*課題の詳細:* 下に掲げる土壌浄化システムの文章を、最後の文の後から書き継いでほしい。

図1に示すように、本発明の実施形態に係る、礫と砂と土とを含み有害金属等(すなわち、有害金属及び/又はその化合物)で汚染された土壌を浄化する土壌浄化システムSは、洗浄水を用いて汚染土壌を礫と砂と土とに湿式分級する土壌分級部1と、土壌分級部1で分離された砂と礫とを、キレート剤と水とを含むキレート洗浄液で洗浄して浄化する砂・礫浄化部2とを備えている。
【0023】
図2に示すように、土壌分級部1においては、有害金属等で汚染され、あるいはその他の汚染物質で汚染された地盤の掘削等により採取された土壌(汚染土壌)が、投入ホッパ3に受け入れられる。そして、投入ホッパ3内の土壌はまず容器状の混合器4に投入され、混合器4内で洗浄水と混合される。ここで、土壌は、種々の粒径の礫(粒径が2〜75mm)と、砂(粒径が0.075〜2mm)と、土(粒径が0.075mm以下のシルト又は粘土)とを含むものである。投入ホッパ3内の土壌は有害金属等で汚染され、場合によってはさらにその他の汚染物質で汚染されている。ここで、有害金属等としては、例えばクロム、鉛、カドミウム、セレン、水銀、金属砒素及びこれらの化合物などが挙げられる。後で説明するキレート洗浄液は、このような有害金属等を効果的に捕捉(除去)することができるものである。

*データ一覧:*
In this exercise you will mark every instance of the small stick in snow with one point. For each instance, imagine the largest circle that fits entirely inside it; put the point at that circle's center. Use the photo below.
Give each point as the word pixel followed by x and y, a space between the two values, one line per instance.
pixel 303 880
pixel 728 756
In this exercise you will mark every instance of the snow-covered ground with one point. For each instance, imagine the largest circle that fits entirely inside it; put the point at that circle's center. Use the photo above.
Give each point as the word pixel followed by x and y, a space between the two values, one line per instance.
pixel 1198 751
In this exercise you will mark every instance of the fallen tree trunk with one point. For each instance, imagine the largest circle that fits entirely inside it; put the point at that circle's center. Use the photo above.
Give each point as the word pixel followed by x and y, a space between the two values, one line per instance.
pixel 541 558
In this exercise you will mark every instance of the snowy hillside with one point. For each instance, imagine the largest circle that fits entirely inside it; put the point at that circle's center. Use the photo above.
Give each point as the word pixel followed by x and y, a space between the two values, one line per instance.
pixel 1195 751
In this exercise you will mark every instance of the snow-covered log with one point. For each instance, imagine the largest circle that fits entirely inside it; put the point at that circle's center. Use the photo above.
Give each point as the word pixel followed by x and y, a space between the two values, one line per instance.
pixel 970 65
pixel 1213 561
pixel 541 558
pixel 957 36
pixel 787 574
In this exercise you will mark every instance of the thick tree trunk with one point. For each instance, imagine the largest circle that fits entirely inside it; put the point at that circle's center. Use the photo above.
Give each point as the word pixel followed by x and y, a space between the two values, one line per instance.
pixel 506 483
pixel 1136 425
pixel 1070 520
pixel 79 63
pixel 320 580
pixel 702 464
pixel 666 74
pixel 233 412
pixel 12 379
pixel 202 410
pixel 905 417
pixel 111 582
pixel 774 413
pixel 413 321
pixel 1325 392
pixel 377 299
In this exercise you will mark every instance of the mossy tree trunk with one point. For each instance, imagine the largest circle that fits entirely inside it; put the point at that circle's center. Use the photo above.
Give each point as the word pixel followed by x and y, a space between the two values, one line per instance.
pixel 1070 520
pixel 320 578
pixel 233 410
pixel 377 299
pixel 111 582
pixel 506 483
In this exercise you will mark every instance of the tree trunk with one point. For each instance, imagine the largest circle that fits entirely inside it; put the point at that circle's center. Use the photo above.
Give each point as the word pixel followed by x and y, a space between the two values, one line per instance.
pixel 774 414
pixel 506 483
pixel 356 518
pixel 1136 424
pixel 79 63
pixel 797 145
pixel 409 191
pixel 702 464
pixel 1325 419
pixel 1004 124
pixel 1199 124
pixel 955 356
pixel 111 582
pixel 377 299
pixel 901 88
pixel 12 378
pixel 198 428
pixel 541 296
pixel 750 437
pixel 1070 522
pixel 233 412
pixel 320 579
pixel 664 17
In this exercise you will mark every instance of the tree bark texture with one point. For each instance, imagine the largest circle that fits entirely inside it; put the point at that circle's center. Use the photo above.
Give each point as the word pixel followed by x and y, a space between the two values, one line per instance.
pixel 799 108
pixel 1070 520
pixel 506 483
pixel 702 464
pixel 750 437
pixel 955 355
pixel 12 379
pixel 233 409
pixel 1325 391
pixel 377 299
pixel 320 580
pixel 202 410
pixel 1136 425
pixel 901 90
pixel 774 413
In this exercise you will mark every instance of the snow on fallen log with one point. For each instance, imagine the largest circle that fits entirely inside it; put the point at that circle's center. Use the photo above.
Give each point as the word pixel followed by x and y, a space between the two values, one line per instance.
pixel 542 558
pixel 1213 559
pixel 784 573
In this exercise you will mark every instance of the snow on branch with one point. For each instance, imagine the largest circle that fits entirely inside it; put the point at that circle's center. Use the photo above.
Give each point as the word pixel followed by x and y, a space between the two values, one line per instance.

*以下が回答:*
【0024】
混合器4で生成された土壌と洗浄水の混合物(以下「土壌・水混合物」という。)はミルブレーカ5に移送される。ミルブレーカ5としては、例えばロッドミルを用いることができる。ロッドミルは、詳しくは図示していないが、ドラムの中に複数のロッドが配置された装置であり、ドラムの回転によってロッドが互いに平行に転動して線接触し、その衝撃力、摩擦力等により礫に付着又は固着している有害金属等を剥離して礫から離脱させる。洗浄水中に離脱した有害金属等の大部分は、砂及び土(細粒土)の粒子の表面に付着する。
【0025】
ミルブレーカ5から排出された土壌・水混合物はトロンメル6に導入される。トロンメル6は、詳しくは図示していないが、洗浄水を貯留することができる受槽と、水平面に対して傾斜して配置された略円筒形のドラムスクリーンとを有する湿式の篩分装置である。ドラムスクリーンは、モータによりその中心軸まわりに回転することができるようになっている。また、ドラムスクリーン内には、洗浄水をスプレー状で噴射することができるようになっている。
【0026】
トロンメル6の回転しているドラムスクリーンの内部を土壌・水混合物が流れる際に、ドラムスクリーンの網目より細かい土壌粒子(砂、土)は、洗浄水とともにドラムスクリーンの網目を通り抜け、ドラムスクリーン外に出て受槽内に入る。他方、ドラムスクリーンの網目より粗い土壌粒子(礫)は、ドラムスクリーンの網目を通り抜けることができないので、ドラムスクリーンの下側の開口端を経由してドラムスクリーン外に排出される。トロンメル6から排出された礫は砂・礫浄化部2(
図3参照)に移送される。
【0027】
ドラムスクリーンの網目の分級径(目開き)は、例えば粒径が2mm未満の土壌粒子(砂、土)がドラムスクリーンの網目を通り抜けるように設定される。したがって、トロンメル6では、粒径が2mm以上の土壌粒子(すなわち、礫)が土壌・水混合物から分離される。なお、トロンメル6のドラムスクリーンの網目の寸法(目開き)は前記のものに限定されるわけではなく、得ようとする比較的粒径が大きい土壌粒子の粒径に応じて、任意に設定することができる。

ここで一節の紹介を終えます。